[Start of Attachment]

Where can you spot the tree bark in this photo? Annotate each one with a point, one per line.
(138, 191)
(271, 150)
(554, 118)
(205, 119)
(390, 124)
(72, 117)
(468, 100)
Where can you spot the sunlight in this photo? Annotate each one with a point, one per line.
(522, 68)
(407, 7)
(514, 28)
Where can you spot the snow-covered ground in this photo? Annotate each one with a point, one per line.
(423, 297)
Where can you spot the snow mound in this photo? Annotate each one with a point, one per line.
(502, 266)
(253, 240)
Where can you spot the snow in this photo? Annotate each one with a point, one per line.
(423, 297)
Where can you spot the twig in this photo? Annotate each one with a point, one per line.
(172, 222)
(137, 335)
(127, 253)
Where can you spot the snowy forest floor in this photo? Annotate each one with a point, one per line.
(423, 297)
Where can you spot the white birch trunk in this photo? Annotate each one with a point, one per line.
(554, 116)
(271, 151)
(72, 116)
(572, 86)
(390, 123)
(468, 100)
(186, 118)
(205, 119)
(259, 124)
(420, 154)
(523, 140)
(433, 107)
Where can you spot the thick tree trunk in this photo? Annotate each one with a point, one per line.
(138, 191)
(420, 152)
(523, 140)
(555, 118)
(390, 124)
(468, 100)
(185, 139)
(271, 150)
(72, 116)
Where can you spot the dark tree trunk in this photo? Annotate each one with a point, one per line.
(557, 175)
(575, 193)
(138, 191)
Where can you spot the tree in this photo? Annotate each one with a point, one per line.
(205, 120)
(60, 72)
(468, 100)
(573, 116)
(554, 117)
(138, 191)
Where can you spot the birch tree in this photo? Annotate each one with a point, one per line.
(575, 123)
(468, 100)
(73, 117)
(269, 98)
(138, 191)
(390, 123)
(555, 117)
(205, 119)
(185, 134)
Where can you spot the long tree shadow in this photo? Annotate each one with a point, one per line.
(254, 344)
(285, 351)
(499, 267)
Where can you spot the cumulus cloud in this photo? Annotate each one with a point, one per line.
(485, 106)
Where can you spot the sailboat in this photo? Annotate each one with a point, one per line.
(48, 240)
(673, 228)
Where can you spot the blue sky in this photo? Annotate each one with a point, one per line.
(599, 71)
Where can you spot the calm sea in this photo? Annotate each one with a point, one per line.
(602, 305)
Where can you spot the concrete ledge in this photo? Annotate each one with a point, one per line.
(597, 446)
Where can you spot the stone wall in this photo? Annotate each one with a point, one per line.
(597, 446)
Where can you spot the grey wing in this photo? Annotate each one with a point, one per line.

[End of Attachment]
[Start of Attachment]

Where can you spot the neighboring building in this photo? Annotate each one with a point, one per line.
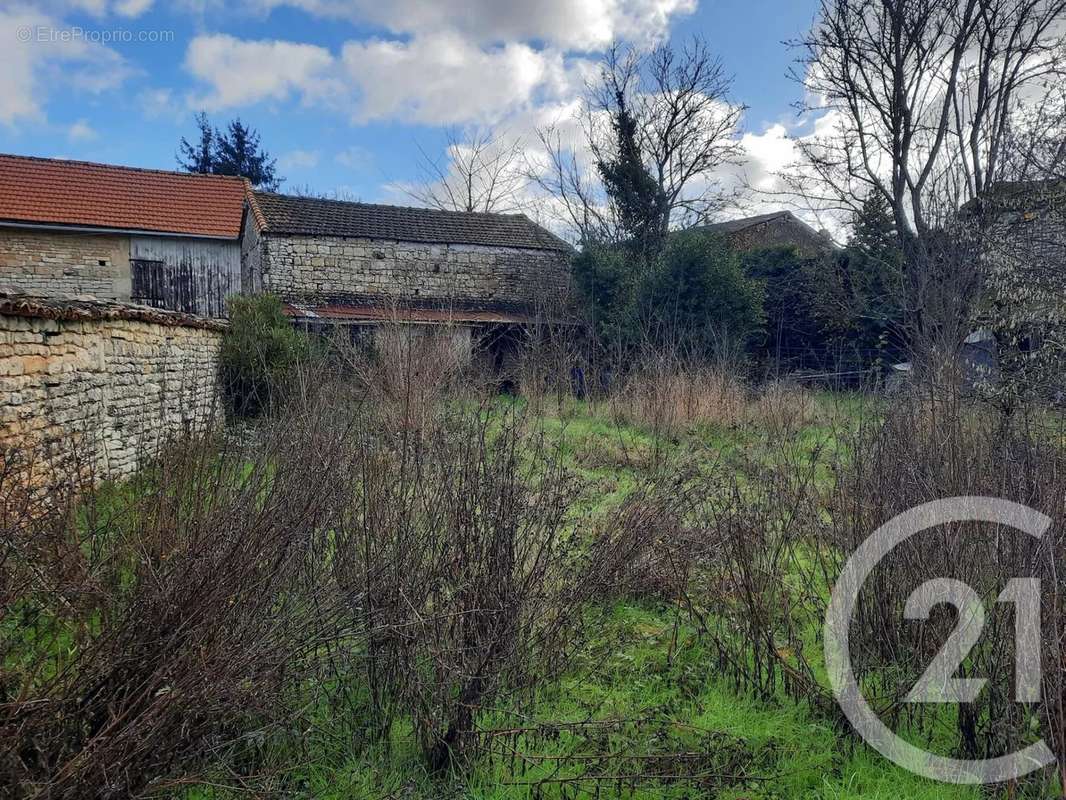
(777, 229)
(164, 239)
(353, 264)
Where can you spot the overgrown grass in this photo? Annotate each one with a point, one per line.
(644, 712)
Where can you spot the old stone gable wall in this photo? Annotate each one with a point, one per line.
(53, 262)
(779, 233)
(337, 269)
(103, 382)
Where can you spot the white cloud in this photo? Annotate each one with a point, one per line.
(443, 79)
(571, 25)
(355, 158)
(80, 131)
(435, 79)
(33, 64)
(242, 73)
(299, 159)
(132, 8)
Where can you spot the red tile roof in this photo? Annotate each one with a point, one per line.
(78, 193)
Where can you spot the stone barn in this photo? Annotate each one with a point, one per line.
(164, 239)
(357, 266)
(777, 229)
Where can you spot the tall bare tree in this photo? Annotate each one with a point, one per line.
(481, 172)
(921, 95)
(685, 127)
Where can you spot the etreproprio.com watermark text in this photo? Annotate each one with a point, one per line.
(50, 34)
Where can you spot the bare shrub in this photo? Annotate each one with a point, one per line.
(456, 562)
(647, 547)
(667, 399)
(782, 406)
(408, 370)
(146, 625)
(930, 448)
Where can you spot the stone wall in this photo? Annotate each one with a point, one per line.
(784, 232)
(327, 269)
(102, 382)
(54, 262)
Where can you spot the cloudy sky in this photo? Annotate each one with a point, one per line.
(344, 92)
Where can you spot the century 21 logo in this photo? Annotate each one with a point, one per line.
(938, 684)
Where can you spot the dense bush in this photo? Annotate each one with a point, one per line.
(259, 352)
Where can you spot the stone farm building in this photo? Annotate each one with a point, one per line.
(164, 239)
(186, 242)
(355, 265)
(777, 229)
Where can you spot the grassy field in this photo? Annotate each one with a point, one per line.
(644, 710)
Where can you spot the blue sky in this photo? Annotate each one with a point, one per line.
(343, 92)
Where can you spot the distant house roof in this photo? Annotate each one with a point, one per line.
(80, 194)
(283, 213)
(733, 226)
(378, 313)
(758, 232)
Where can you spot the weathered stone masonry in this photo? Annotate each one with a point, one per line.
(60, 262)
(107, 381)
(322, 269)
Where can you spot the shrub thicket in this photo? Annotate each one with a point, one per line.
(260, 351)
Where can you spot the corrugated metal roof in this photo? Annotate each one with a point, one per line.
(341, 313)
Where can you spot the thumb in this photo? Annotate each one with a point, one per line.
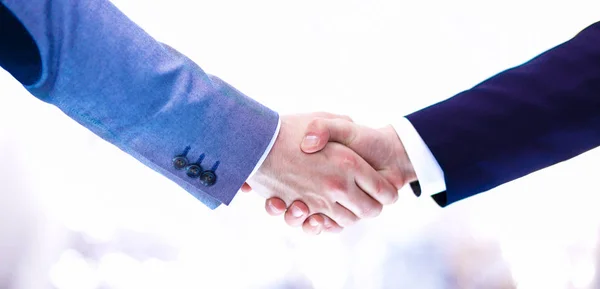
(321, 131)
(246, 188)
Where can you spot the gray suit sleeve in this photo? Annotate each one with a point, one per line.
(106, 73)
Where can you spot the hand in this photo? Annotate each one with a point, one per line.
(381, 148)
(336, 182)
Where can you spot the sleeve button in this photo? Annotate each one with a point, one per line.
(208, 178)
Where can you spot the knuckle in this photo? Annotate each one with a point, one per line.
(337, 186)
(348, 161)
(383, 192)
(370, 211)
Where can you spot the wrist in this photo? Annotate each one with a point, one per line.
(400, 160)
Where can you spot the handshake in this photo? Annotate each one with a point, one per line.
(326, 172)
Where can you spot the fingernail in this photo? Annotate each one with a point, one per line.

[End of Attachment]

In the entries above, find the line that contains "Where can you spot the stone farm" and the line that contains "Where can you spot the fingernail". Reproduce exactly those two lines and every line between them, but not the pictures.

Where can you spot the stone farm building in this photo? Annotate each one with a point, one per line.
(164, 239)
(186, 242)
(355, 265)
(777, 229)
Where can you spot the grassy field in this photo? Annotate each one with a point, one per line.
(644, 710)
Where can you spot the blue sky in this photo? Annotate each one with a point, one per line.
(343, 92)
Where can you spot the distant house roof in this photo? Annotate each one with a point, one per line.
(80, 194)
(283, 213)
(733, 226)
(378, 313)
(758, 232)
Where can you spot the weathered stone masonry in this photo? Annotate each one with a point, one per line.
(60, 262)
(107, 381)
(322, 269)
Where can you spot the shrub thicket in this photo? Annotate each one with a point, one per line.
(260, 351)
Where can you spot the corrugated metal roof in this photo? Annotate each one with a point, one per line.
(341, 313)
Where can you spot the thumb in this photo? Annotate each one with a point, one per line.
(321, 131)
(246, 188)
Where can you spot the gray suit sleeve in this photo? Annotate each one with a point, one per line.
(106, 73)
Where can you spot the hand in this photo? Annotate each one with a point, one per line.
(381, 148)
(336, 182)
Where can you spot the sleeve button in this photo? Annotate each one with a point, one per line.
(208, 178)
Where can you spot the knuckle in this photo? Annotate each one with a point, one per line.
(337, 186)
(348, 161)
(383, 192)
(370, 211)
Where can you spot the wrist in this photo? Annotate each one with a point, one per line.
(400, 160)
Where can you spot the handshake in this photo? Annotate each one with a point, one per line.
(326, 172)
Where can you spot the fingernail in this photo? Annotate each one with a point, one per line.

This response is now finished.